* _Written exercise A_:
Pick out every line of the entries below that contains the word "flood", treating uppercase and lowercase as distinct.
[START OF Passage to read]
Linear Elasticity: a deformed beam

We first setup the domain and solution space, together with the vector valued discrete function \(u\) which describes the displacement field:

from matplotlib import pyplot
from dune.fem.plotting import plotPointData as plot
from dune.grid import structuredGrid as leafGridView
from import lagrange as solutionSpace
from dune.fem.scheme import galerkin as solutionScheme

from ufl import *
import dune.ufl

gridView = leafGridView([0, 0], [1, 0.15], [100, 15])
space = solutionSpace(gridView, dimRange=2, order=2, storage="istl")
displacement = space.interpolate([0,0], name="displacement")

We want clamped boundary conditions on the left, i.e., zero displacement

x = SpatialCoordinate(space)
dbc = dune.ufl.DirichletBC(space, as_vector([0,0]), x[0]<1e-10)

Next we define the variational problem starting with a few constants describing material properties (\(\mu,\lambda,\rho\)) and the gravitational force

lamb = 0.1     # 1st Lamé coefficient (\lambda)
mu   = 1       # 2nd Lamé coefficient (\mu)
rho  = 1/1000. # material density
g    = 9.8     # gravitational acceleration

Next we define the strain and stress \begin{align*} \epsilon(u) &= \frac{1}{2}(\nabla u + \nabla u^T) \\ \sigma(u) &= 2\mu\epsilon(u) + \lambda\nabla\cdot u I \end{align*} where \(I\) is the identity matrix.
[END OF Passage to read]
* _Written exercise B_:
Condense the linear elasticity passage above into exactly two sentences.
[START OF Record set]
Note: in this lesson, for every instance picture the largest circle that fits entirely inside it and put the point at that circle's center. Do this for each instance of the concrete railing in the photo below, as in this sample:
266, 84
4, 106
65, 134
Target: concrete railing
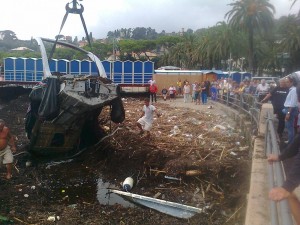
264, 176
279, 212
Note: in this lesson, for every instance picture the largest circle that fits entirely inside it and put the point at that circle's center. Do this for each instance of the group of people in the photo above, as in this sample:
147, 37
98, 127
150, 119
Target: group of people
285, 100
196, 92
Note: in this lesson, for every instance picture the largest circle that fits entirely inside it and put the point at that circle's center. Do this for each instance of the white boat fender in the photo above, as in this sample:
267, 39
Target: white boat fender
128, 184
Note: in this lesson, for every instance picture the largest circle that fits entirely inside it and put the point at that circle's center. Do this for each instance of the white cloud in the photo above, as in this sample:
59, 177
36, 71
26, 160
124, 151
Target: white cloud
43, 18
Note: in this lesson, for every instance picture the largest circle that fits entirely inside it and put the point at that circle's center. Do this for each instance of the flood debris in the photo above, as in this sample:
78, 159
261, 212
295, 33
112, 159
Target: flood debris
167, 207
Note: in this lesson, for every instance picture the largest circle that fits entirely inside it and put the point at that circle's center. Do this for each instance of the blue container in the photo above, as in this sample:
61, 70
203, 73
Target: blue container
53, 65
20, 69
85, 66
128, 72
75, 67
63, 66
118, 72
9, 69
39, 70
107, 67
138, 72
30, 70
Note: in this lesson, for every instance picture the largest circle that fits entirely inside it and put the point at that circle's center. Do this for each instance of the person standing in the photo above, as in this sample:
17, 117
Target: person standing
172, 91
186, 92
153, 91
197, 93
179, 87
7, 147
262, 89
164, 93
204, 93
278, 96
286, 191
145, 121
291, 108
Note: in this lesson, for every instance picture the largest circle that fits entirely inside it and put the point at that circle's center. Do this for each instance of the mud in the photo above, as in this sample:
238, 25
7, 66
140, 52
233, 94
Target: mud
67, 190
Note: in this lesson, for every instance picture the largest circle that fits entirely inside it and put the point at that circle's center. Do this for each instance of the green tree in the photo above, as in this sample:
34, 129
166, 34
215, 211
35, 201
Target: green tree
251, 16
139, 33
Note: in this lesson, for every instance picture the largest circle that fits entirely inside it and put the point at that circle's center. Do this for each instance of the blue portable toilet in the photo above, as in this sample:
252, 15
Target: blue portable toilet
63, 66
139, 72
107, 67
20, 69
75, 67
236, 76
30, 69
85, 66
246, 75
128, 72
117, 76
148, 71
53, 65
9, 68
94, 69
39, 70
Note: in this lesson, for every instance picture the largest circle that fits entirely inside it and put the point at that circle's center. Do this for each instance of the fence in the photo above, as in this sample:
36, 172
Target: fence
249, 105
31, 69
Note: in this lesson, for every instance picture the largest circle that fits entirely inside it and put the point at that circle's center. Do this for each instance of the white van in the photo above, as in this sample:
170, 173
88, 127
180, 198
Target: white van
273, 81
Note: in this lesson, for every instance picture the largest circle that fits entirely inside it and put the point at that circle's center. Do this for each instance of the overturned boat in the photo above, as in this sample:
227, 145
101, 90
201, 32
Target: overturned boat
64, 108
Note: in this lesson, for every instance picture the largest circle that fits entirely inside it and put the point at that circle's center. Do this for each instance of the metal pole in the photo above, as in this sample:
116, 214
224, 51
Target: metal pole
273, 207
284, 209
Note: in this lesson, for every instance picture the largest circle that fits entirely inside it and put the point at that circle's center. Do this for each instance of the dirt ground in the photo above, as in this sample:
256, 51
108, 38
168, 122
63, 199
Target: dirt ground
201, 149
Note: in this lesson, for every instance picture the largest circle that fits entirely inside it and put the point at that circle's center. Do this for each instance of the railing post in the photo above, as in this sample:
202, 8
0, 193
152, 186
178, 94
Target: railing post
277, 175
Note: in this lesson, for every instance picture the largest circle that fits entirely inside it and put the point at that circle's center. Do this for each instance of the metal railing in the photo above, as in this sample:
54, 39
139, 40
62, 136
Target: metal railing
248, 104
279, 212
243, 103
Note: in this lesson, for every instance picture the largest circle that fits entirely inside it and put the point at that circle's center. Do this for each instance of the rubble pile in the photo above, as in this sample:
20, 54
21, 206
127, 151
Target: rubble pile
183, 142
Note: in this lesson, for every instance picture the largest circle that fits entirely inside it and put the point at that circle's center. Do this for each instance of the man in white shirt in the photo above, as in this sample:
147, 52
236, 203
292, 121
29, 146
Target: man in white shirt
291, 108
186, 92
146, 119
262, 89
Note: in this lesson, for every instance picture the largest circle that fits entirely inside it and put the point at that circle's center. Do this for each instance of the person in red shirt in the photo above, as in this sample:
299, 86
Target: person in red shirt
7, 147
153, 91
[END OF Record set]
* _Written response A_:
Note: in this lesson, for every instance picture the largest circle that fits entirely inside it and put the point at that circle's center. Do this for each instance of the flood debris in the photo above, as in this sample:
Target: flood debris

* _Written response B_:
The passage sets up a grid, a solution space, and a vector-valued discrete function describing the displacement field, then imposes clamped boundary conditions with zero displacement on the left. It next defines constants for the two Lamé coefficients, the material density, and gravitational acceleration, and introduces the strain and stress, where I is the identity matrix.